>> START Dataset records
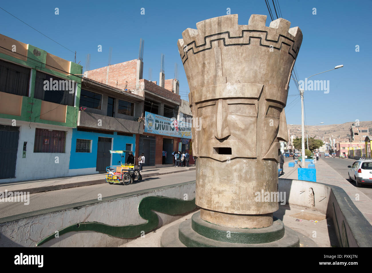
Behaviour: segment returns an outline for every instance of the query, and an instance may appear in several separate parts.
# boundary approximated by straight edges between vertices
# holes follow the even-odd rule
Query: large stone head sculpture
[[[266,27],[266,19],[253,14],[243,25],[237,14],[212,18],[178,40],[201,124],[192,129],[196,204],[217,224],[268,226],[278,208],[256,202],[254,193],[277,191],[279,141],[288,141],[284,108],[302,36],[286,20]]]

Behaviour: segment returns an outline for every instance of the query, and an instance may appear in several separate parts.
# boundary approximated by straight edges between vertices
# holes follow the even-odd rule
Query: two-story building
[[[144,131],[138,121],[144,98],[84,77],[81,83],[77,128],[73,130],[70,175],[104,172],[125,158],[110,150],[135,151],[136,136]],[[137,155],[136,155],[137,157]]]
[[[167,119],[177,117],[181,104],[179,83],[175,79],[165,79],[164,73],[162,72],[160,72],[158,85],[157,81],[142,78],[143,69],[142,61],[135,59],[86,71],[85,75],[98,82],[142,97],[144,99],[142,113],[145,119],[150,118],[154,118],[154,122],[155,121],[155,116],[147,117],[146,113],[148,116],[149,114],[152,117],[154,114],[163,117],[157,120],[161,120],[159,122],[163,123],[162,126],[165,126],[166,124],[164,123],[169,122]],[[136,157],[144,153],[146,159],[145,168],[173,164],[173,159],[170,156],[173,152],[179,150],[179,138],[178,135],[174,136],[167,133],[148,131],[142,134],[136,134]],[[168,156],[165,162],[163,161],[163,151],[166,152]]]
[[[82,70],[0,35],[0,182],[68,175]]]

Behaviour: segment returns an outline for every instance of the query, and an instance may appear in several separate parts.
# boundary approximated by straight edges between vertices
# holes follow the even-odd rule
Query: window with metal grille
[[[34,153],[64,153],[66,131],[36,128]]]
[[[46,82],[44,83],[45,81]],[[51,82],[52,90],[50,90]],[[46,84],[49,86],[46,86]],[[63,79],[37,71],[34,97],[45,101],[73,106],[76,85],[70,80]]]
[[[102,95],[81,89],[80,92],[80,107],[101,110]]]
[[[77,139],[76,152],[90,153],[91,141],[89,139]]]
[[[31,69],[0,60],[0,92],[28,96]]]
[[[134,104],[121,100],[119,100],[118,113],[124,115],[134,115]]]

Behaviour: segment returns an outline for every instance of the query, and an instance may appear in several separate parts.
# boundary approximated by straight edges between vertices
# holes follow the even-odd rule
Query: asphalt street
[[[323,157],[322,157],[323,158]],[[349,181],[349,175],[347,171],[349,168],[348,166],[351,166],[356,160],[350,160],[343,158],[324,158],[324,160],[331,168],[339,173],[345,179]],[[354,186],[355,186],[355,182],[354,181],[349,181],[350,184]],[[369,198],[372,199],[372,185],[362,185],[360,188],[358,189],[365,194]]]
[[[103,198],[193,181],[196,179],[196,173],[190,170],[152,176],[127,185],[105,183],[30,194],[27,205],[22,202],[0,202],[0,217],[97,199],[100,194]]]

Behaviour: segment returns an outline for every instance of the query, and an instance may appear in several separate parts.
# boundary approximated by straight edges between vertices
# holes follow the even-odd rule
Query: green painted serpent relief
[[[159,224],[158,216],[153,211],[169,215],[178,215],[194,210],[196,208],[195,198],[184,200],[162,196],[148,196],[138,204],[138,214],[147,222],[138,225],[113,226],[98,222],[78,223],[58,231],[58,235],[71,231],[93,231],[121,238],[134,238],[154,230]],[[141,233],[142,232],[142,233]],[[36,244],[39,246],[55,238],[55,233]]]

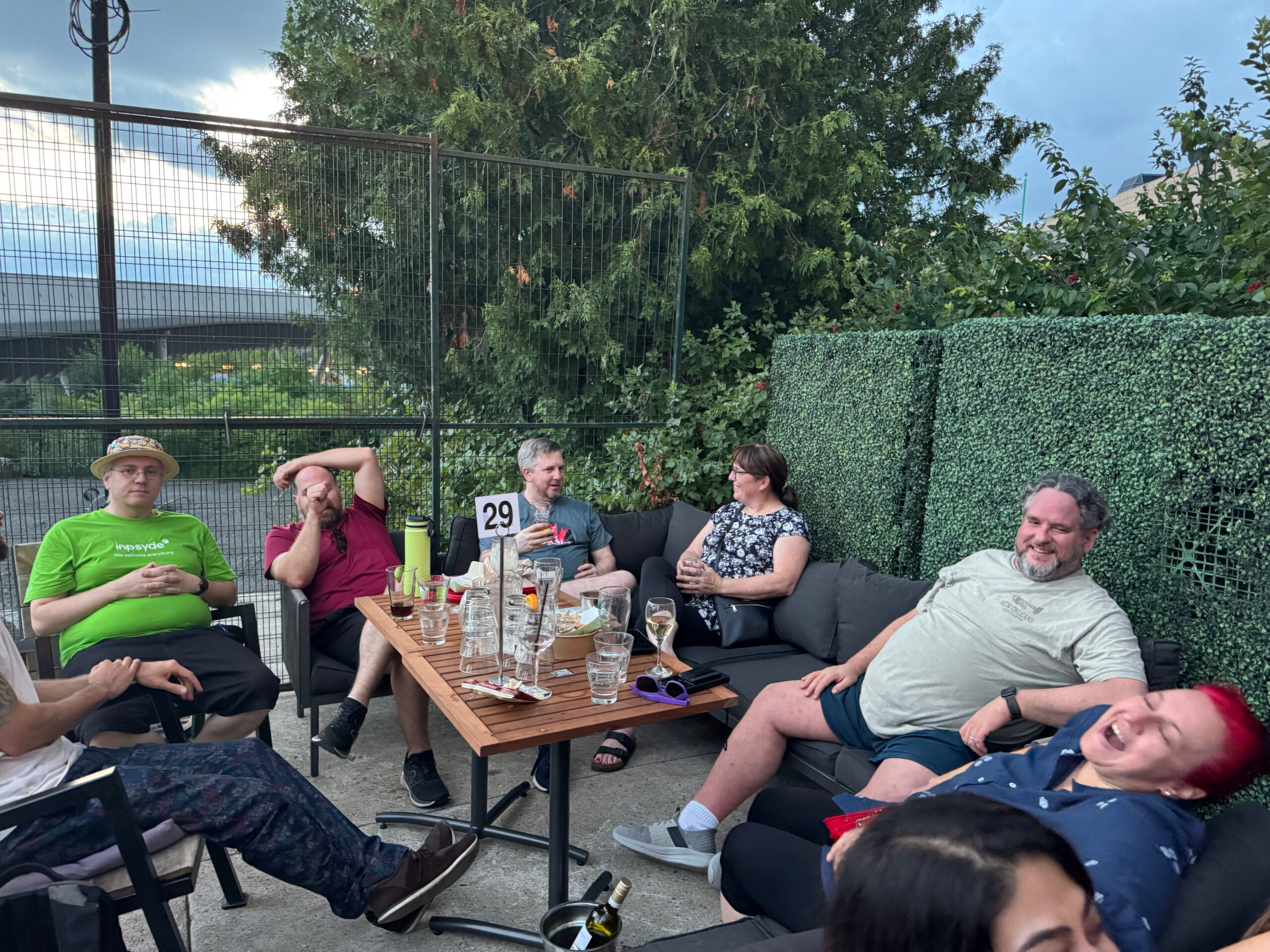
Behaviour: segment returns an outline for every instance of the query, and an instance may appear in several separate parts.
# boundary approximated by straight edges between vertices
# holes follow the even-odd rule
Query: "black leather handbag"
[[[715,595],[719,631],[724,647],[740,647],[772,640],[772,608],[775,600],[751,600]]]

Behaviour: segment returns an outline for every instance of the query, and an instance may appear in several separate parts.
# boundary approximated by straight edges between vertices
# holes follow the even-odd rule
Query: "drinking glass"
[[[464,605],[464,636],[458,644],[458,670],[462,674],[498,673],[498,623],[488,597],[471,598]]]
[[[617,703],[617,688],[621,687],[621,664],[611,655],[592,651],[587,655],[587,680],[591,682],[591,703]]]
[[[503,599],[503,666],[516,668],[516,647],[521,644],[521,626],[525,625],[525,595],[517,592]]]
[[[605,631],[626,631],[631,619],[631,590],[625,585],[599,589],[599,623]]]
[[[602,631],[594,636],[594,641],[597,652],[618,661],[618,671],[625,684],[626,668],[631,663],[631,649],[635,647],[635,636],[629,631]]]
[[[644,605],[644,627],[648,628],[648,636],[657,644],[657,666],[650,668],[648,673],[654,678],[672,677],[674,671],[662,664],[662,645],[671,637],[671,631],[674,628],[674,599],[650,598]]]
[[[446,604],[448,586],[443,578],[432,578],[419,583],[419,640],[424,645],[444,645],[446,628],[450,627],[450,605]]]
[[[414,618],[414,566],[394,565],[386,571],[389,576],[389,611],[399,622]]]
[[[538,592],[538,605],[541,608],[555,612],[563,574],[564,566],[559,559],[533,560],[533,584]]]
[[[547,688],[538,687],[538,661],[542,658],[542,652],[551,647],[555,641],[555,618],[545,608],[540,607],[533,611],[526,611],[525,623],[521,626],[521,647],[530,655],[533,661],[533,684],[525,688],[523,691],[538,701],[546,701],[551,697],[551,692]]]

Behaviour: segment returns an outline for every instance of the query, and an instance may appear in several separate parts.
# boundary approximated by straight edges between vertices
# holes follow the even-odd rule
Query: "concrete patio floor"
[[[324,721],[334,708],[324,708]],[[272,715],[274,748],[307,776],[307,720],[295,716],[295,696],[278,698]],[[674,869],[631,853],[612,839],[621,824],[652,823],[671,816],[705,779],[726,731],[709,715],[641,727],[639,750],[618,773],[594,773],[589,760],[598,737],[573,743],[570,797],[572,842],[591,850],[587,866],[569,863],[570,895],[577,897],[603,869],[634,883],[622,908],[622,946],[634,947],[660,935],[690,932],[719,922],[719,894],[704,875]],[[452,795],[441,812],[467,816],[469,748],[458,732],[432,708],[432,739],[442,777]],[[354,748],[354,759],[323,754],[321,776],[314,783],[367,833],[418,845],[427,833],[417,826],[380,830],[378,810],[413,810],[400,783],[404,740],[392,698],[371,703],[366,726]],[[489,762],[490,803],[528,777],[535,750],[502,754]],[[798,774],[782,772],[775,783],[809,786]],[[723,831],[739,823],[744,810],[724,823]],[[531,790],[499,820],[499,825],[546,835],[547,797]],[[721,836],[720,836],[721,843]],[[220,889],[204,861],[198,887],[189,902],[194,949],[390,949],[427,944],[438,952],[505,948],[517,946],[474,935],[433,935],[427,923],[410,935],[376,929],[363,919],[344,920],[330,914],[326,901],[273,880],[243,863],[235,867],[249,901],[243,909],[222,910]],[[467,875],[444,892],[431,914],[499,922],[525,929],[537,927],[546,910],[546,852],[497,840],[483,840],[481,853]],[[184,918],[177,909],[178,920]],[[128,948],[154,948],[140,913],[123,919]]]

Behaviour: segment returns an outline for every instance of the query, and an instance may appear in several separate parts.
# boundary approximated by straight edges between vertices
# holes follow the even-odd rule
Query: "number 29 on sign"
[[[521,531],[521,505],[516,493],[476,496],[476,538],[514,536]]]

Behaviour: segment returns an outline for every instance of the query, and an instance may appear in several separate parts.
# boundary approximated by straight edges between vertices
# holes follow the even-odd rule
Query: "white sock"
[[[688,805],[679,811],[676,821],[681,830],[718,830],[719,817],[701,806],[696,800],[690,800]]]

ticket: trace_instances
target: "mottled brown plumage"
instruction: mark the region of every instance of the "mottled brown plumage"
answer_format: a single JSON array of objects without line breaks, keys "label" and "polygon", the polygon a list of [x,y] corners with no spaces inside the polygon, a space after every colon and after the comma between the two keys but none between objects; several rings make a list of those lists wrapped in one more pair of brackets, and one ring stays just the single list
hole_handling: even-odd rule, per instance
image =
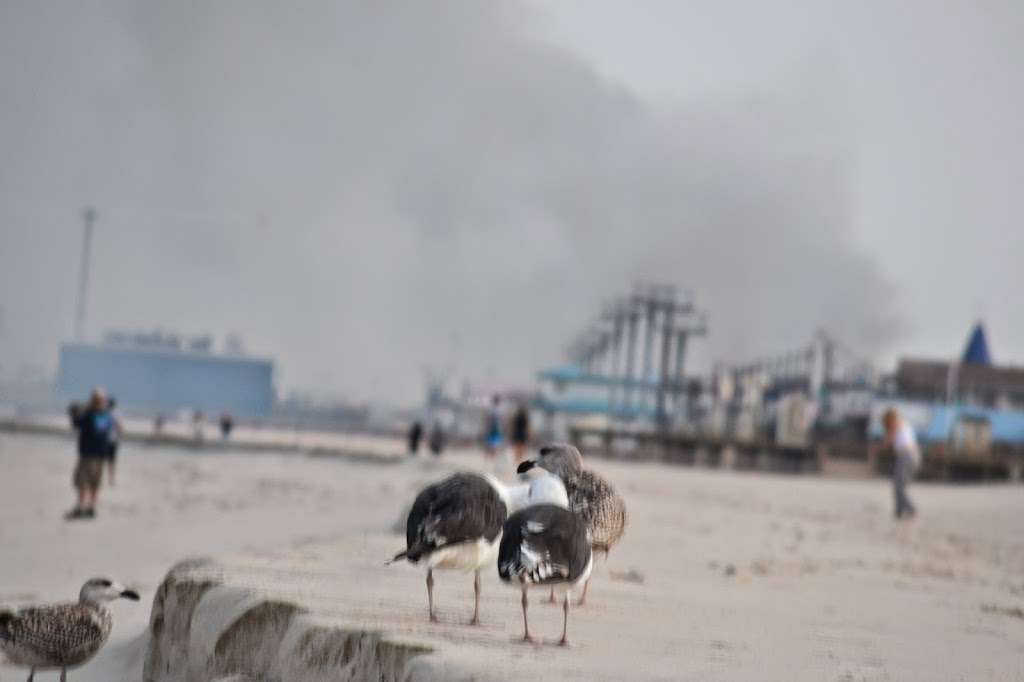
[{"label": "mottled brown plumage", "polygon": [[66,603],[0,615],[0,650],[26,668],[80,666],[111,634],[111,612],[96,604]]},{"label": "mottled brown plumage", "polygon": [[32,606],[0,612],[0,652],[15,666],[36,670],[69,668],[88,662],[111,634],[114,620],[104,605],[115,599],[138,601],[138,593],[106,580],[86,581],[78,602]]},{"label": "mottled brown plumage", "polygon": [[565,491],[569,509],[587,524],[591,546],[607,553],[626,531],[626,502],[611,483],[587,469],[568,473]]},{"label": "mottled brown plumage", "polygon": [[605,553],[626,531],[626,502],[611,483],[583,468],[580,451],[568,444],[541,447],[538,466],[555,474],[565,483],[569,509],[587,522],[587,535],[596,550]]}]

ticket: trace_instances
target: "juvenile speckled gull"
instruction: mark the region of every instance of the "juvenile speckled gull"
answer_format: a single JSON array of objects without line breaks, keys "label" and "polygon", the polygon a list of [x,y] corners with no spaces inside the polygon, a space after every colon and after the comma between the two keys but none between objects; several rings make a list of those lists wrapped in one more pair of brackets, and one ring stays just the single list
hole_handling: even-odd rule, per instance
[{"label": "juvenile speckled gull", "polygon": [[115,599],[138,601],[138,593],[105,578],[82,586],[78,602],[48,604],[0,612],[0,651],[15,666],[37,670],[68,669],[87,663],[111,634],[114,619],[106,603]]}]

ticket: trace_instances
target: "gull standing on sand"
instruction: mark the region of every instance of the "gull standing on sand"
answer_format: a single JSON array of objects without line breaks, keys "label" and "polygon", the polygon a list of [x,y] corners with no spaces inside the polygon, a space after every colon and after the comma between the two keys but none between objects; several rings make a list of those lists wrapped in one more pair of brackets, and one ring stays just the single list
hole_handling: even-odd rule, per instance
[{"label": "gull standing on sand", "polygon": [[106,603],[115,599],[138,601],[138,593],[105,578],[82,586],[78,602],[34,606],[0,612],[0,651],[10,663],[29,669],[29,682],[37,670],[68,669],[87,663],[111,634],[114,619]]},{"label": "gull standing on sand", "polygon": [[528,504],[567,504],[565,486],[544,472],[526,483],[505,485],[489,474],[457,473],[428,485],[416,497],[406,522],[406,551],[388,563],[408,559],[427,567],[427,601],[434,613],[434,568],[473,571],[473,617],[480,623],[480,569],[498,558],[502,524]]},{"label": "gull standing on sand", "polygon": [[431,622],[437,622],[434,568],[451,568],[473,571],[475,601],[469,624],[479,624],[480,568],[498,555],[508,509],[506,486],[494,476],[474,473],[449,476],[416,497],[406,522],[406,550],[395,554],[391,562],[408,559],[426,565]]},{"label": "gull standing on sand", "polygon": [[[561,481],[552,478],[561,487]],[[566,509],[567,502],[563,497],[560,504],[532,505],[505,521],[498,574],[522,590],[522,638],[526,642],[534,641],[526,617],[529,587],[550,585],[552,594],[556,588],[564,591],[562,638],[558,642],[564,646],[568,644],[569,594],[590,578],[594,559],[587,526],[579,514]]]},{"label": "gull standing on sand", "polygon": [[[604,478],[583,468],[583,456],[572,445],[544,445],[540,456],[536,460],[524,461],[519,465],[518,471],[522,473],[534,466],[541,467],[562,480],[569,496],[568,508],[583,518],[591,547],[607,556],[626,531],[626,502],[622,496]],[[588,578],[580,597],[580,606],[587,601],[589,587]],[[554,591],[551,601],[554,601]]]}]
>> END Dataset records
**Written instruction**. State how many lines in the rows above contain the string "region". Case is significant. Reply with the number only.

**Reply**. 3